QUELLDOKUMENT:

# Codesys - Kosten? Gebühren? Lizenzmodel?



## D4K!ZZ4 (21 November 2013)

Hallo Gemeinde,

durfte heute einer Produktvorstellung von WAGO I/O beiwohnen.

Speziell zum Thmea Gebäudeautomation. Eigentlich gaz fein alles.

Was mich jetzt nur etwas irritiert ist das Lizenzmodel von Codesys.

Ich komme ja aus dem Siemenslager und bin gewohnt das ich ne ganze Stange Geld für Software anlegen kann / muss.

Codesys ist anscheinend Kostenlos?!?

Laut Wikipedia werden nur Lizenzkosten für Runtime fällig?
Was betrifft das dann genau?

Das wären dann mal meine ersten Fragen...

Ach ja, läuft das WAGO IO System auch unter der neuen V3.5?
In der Vorstellunge wurde mit 2.3.xxx gearbeitet glaube ich.

Vielen Dank schon mal.


----------



## MSB (21 November 2013)

Wago IO 750 geht nur mit Codesys V2.3

Die Runtime Lizenz bezahlst du indirekt mit dem Controller.

Codesys ist zwar kostenlos für uns als Endanwender,
aber nicht für Wago bzw. die Steuerungshersteller.

Daher verkauft dir Wago für vergleichsweise (Siemens) wenig Geld Codesys plus die Wago-spezifischen Targets (sowas ähnliches wie die HW-Konfig).

Mfg
Manuel 

Gesendet von meinem GT-I9505 mit Tapatalk


----------



## Roland Wagner (22 November 2013)

Hallo D4K!ZZ4,



> Was mich jetzt nur etwas irritiert ist das Lizenzmodel von Codesys.



Wir wollen mit CODESYS natürlich niemanden irritieren 

Wie MSB schon geschrieben hat, kann man sich CODESYS kostenlos vom Internet herunterladen (www.codesys.com). Man benötigt dazu nur eine Registrierung, die natürlich auch nichts kostet.



> Codesys ist anscheinend Kostenlos?!?


Nun, es kostet uns schon jede Menge, um das Tool so zu entwickeln und weiterzupflegen. 
Aber wie MSB schreibt: die Nutzung ist für Anwender kostenlos, unser Geld (von dem wir natürlich leben müssen) bekommen wir über die Gerätelizenzen. Insofern zahlt auch ein Anwender indirekt mit.

CODESYS V3 ist übrigens eine komplette Neuentwicklung. D.h. CODESYS V2.3 Geräte können damit nicht programmiert werden. Mehr Informationen zu den beiden Versionen und vor allem eine Gegenüberstellung der Eigenschaften findet man unter http://de.codesys.com/das-system.html und dort in der Registerkarte "Versionen".

DEINE AUFGABEN:
**A)** Gib aus dem Forumsthread über die Codesys-Lizenzkosten den Abschnitt wortgetreu wieder, der mit den Worten um „In der Vorstellunge“ beginnt und mit „mit dem Controller.“ schließt.
**B)** Schreib den Forumsthread über die Codesys-Lizenzkosten im Anschluss an seinen letzten Satz weiter.

AUFGEFÜHRTE EINTRÄGE:
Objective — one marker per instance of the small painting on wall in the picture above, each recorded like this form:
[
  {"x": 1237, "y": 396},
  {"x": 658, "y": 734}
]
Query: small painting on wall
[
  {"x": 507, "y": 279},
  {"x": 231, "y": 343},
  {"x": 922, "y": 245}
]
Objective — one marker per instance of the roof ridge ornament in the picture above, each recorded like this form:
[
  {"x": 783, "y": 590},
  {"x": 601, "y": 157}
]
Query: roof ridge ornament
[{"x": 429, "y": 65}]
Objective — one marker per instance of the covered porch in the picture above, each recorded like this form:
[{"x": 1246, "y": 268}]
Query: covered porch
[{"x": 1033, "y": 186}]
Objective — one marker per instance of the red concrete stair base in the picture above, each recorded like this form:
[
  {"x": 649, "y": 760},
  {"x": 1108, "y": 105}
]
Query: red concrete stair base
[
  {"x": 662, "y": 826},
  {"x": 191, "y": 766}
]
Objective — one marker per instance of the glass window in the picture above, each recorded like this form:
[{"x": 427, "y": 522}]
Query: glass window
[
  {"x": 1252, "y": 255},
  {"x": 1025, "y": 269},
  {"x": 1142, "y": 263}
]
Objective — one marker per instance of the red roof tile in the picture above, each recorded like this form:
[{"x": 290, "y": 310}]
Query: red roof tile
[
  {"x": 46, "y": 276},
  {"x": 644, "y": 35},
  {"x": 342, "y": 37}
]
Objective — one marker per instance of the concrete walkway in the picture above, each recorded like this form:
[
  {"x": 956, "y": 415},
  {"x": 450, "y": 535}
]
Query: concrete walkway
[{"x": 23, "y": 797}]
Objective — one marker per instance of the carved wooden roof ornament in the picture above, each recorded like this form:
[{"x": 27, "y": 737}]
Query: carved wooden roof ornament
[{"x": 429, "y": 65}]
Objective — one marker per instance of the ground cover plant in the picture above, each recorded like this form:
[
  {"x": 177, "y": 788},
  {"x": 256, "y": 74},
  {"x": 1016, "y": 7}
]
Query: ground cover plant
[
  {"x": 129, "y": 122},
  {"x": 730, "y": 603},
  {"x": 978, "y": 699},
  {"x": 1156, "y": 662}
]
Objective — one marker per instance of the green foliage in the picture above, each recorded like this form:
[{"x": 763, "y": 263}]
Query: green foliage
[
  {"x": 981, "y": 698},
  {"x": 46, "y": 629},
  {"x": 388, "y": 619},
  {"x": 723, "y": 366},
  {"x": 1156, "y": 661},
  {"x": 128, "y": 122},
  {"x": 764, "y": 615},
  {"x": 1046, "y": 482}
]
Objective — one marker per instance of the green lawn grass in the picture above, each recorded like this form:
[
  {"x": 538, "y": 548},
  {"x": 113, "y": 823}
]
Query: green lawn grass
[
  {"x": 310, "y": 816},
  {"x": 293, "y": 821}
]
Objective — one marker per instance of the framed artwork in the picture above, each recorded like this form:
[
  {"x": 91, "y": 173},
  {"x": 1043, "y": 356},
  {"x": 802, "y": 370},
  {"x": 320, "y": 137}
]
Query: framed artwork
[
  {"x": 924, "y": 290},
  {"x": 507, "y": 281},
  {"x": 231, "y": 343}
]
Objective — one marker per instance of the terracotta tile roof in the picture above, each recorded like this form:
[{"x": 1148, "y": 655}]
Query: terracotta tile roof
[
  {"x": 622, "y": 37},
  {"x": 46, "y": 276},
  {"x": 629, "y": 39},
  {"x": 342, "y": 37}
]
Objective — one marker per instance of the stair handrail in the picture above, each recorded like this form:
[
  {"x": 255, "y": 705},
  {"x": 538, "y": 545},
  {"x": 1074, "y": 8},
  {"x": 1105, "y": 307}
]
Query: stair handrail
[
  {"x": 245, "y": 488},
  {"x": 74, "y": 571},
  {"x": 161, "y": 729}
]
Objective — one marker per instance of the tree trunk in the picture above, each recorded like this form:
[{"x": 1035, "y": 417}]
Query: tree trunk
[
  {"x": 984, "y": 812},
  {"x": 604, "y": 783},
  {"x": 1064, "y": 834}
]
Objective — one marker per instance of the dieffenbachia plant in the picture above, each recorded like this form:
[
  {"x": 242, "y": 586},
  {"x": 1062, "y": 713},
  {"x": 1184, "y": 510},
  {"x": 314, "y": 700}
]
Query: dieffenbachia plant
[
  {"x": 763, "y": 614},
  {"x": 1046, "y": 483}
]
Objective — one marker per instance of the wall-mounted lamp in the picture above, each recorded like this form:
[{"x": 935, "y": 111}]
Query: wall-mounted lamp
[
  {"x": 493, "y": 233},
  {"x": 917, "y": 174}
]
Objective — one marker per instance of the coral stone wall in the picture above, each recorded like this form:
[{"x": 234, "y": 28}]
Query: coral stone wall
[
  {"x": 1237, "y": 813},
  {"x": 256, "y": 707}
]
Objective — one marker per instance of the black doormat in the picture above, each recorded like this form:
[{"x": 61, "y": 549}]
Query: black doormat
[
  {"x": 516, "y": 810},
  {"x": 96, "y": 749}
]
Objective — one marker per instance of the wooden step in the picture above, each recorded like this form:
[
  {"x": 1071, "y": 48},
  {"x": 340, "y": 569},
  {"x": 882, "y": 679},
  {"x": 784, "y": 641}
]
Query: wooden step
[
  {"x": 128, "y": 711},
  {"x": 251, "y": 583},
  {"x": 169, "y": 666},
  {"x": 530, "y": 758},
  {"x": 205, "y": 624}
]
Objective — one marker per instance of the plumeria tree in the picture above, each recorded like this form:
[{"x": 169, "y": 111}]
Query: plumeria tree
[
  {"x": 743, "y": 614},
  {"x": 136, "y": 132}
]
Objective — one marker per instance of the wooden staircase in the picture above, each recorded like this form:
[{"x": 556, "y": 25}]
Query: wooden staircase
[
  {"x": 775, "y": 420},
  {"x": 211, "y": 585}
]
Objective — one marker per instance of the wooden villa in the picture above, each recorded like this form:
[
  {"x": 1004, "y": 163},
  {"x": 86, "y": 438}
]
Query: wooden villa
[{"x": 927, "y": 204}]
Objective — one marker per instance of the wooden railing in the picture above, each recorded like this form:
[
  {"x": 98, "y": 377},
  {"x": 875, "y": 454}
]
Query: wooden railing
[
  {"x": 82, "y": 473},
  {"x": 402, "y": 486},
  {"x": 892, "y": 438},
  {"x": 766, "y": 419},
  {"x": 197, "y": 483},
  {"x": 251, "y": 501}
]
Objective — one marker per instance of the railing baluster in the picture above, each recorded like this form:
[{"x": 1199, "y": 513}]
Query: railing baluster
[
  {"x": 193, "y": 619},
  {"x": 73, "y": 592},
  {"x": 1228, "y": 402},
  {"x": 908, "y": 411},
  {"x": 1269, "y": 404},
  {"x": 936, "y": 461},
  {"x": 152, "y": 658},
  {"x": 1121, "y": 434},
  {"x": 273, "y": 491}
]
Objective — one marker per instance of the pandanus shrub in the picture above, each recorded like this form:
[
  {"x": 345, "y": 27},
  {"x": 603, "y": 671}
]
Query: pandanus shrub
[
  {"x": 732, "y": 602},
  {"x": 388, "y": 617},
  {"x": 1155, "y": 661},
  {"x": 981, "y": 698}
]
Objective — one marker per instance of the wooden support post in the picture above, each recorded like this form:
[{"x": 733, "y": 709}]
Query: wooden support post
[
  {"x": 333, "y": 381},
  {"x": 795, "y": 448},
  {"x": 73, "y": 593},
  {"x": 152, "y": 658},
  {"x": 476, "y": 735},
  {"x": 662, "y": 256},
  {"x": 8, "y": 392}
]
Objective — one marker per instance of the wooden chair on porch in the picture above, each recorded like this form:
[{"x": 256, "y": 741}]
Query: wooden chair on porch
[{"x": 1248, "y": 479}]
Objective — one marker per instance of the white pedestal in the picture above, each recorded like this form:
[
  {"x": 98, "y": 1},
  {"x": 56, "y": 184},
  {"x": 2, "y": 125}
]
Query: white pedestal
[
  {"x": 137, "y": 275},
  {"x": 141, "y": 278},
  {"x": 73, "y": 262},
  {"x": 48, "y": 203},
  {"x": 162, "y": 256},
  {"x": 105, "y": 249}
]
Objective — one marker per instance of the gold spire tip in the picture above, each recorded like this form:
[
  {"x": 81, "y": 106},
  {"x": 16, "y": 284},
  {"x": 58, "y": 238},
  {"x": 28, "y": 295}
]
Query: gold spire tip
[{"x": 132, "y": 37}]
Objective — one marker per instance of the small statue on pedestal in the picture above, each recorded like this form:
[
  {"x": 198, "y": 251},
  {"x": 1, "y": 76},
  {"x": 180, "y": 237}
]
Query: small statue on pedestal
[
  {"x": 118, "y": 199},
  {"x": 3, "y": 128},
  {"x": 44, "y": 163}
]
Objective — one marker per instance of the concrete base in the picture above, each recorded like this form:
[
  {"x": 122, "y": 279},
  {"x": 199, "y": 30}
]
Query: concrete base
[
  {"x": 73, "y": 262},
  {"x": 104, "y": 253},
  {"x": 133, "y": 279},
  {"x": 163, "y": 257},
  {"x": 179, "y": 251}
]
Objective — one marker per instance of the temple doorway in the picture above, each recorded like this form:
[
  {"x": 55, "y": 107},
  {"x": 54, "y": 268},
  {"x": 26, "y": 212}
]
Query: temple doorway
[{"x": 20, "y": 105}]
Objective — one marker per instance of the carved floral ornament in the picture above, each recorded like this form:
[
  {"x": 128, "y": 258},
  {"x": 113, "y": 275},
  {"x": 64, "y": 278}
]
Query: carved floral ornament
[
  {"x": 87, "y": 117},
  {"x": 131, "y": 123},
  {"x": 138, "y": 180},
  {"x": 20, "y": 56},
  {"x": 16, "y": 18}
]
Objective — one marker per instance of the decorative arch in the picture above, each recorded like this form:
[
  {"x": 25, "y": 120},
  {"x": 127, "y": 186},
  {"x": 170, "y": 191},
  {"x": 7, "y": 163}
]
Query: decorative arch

LÖSUNGEN ZUR ÜBUNG:
**A)**
In der Vorstellunge wurde mit 2.3.xxx gearbeitet glaube ich.

Vielen Dank schon mal.


----------



## MSB (21 November 2013)

Wago IO 750 geht nur mit Codesys V2.3

Die Runtime Lizenz bezahlst du indirekt mit dem Controller.

**B)**
----------



## AUDSUPERUSER (22 November 2013)

Hallo Herr Wagner

Das Lizenzmodel von 3S ist für die Anwender optimal.
Ich konnte mir die Software downloaden, um vor dem Training bei 3S Erfahrungen zu sammeln.
Und das ohne Unsummen ausgeben zu müssen wie bei .....


Was ich aber nicht verstehe:

Wenn ich dieses Tool nutzen will:

http://store.codesys.com/ethercat-io-link-terminal-el6224.html#Demolizenz

muss ich 500€ + den Dongle bezahlen.

Warum werden hier die Kosten nicht auf das Gerät umgelegt?

Bei Siemens gibt es das PCT gratis und kann sogar StandAlone also ohne Step7 installiert werden.


----------



## Roland Wagner (22 November 2013)

Hallo Audsuperuser,



> Das Lizenzmodel von 3S ist für die Anwender optimal.


vielen Dank für die Rückmeldung. 



> Warum werden hier die Kosten nicht auf das Gerät umgelegt?


Das hat zwei Gründe:
* Nicht alle unsere direkten Kunden werden pauschal für etwas bezahlen, wovon sie kaum Nutzen haben. D.h. ein Gerätehersteller wird kaum pauschal wegen einer IO-Link-Unterstützung seine Steuerung für alle seine Kunden teurer machen, nur weil das vielleicht irgendwann mal einer seiner Kunden gern haben möchte. Um solche Zusatzfunktionen individueller nutzbar zu machen, haben wir eben den CODESYS Store eingerichtet. Damit eben Anwender wie Sie genau die Funktionen dazukaufen können, die gerade benötigt werden. Und zwar auf der Geräteseite wie auf dem Programmierplatz. Beim Store geht es nicht primär darum, neue Einnahmequellen zu erschließen, sondern Zusatzfunktion individuell anbieten zu können. Wie das eben auch bei den anderen App-Shops der Welt so ist 
* Eine Lizensierung solcher Zusatzfunktionen pro Gerät war technisch bislang jedoch noch nicht möglich. Wir sind gerade bei, die entsprechende Erweiterung einzuführen, zunächst auf SoftSPS-Plattformen unter Windows und Linux. Und sobald unsere Kunden dann auch die entsprechenden Updates ihrer Geräte gemacht haben, dann auch auf weiteren Steuerungen. Dann wird es möglich, für deutlich weniger Geld so eine Zusatzfunktion für ein einzelnes Gerät und damit für eine einzelne Applikation freizuschalten. Das ist dann auch etwas, was Sie Ihrem Kunden einfach durchschleifen können. So nach dem Motto: "Wenn Du IO-Link-Anbidung willst, kostet die Zusatzoption noch einmal eine zusätzliche Lizenzgebühr von ...". Ob das für Sie so durchsetzbar ist, weiß ich natürlich nicht. In jedem Fall wird diese Geräte-Lizenz dann deutlich günstiger, als eine pauschale Arbeitsplatz-Lizenz und somit viel interessanter, wenn man die Option nur einmal benötigt.

Ich hoffe, die Erläuterung schafft ein wenig Verständnis für die Vorgehensweise und deren Beweggründe.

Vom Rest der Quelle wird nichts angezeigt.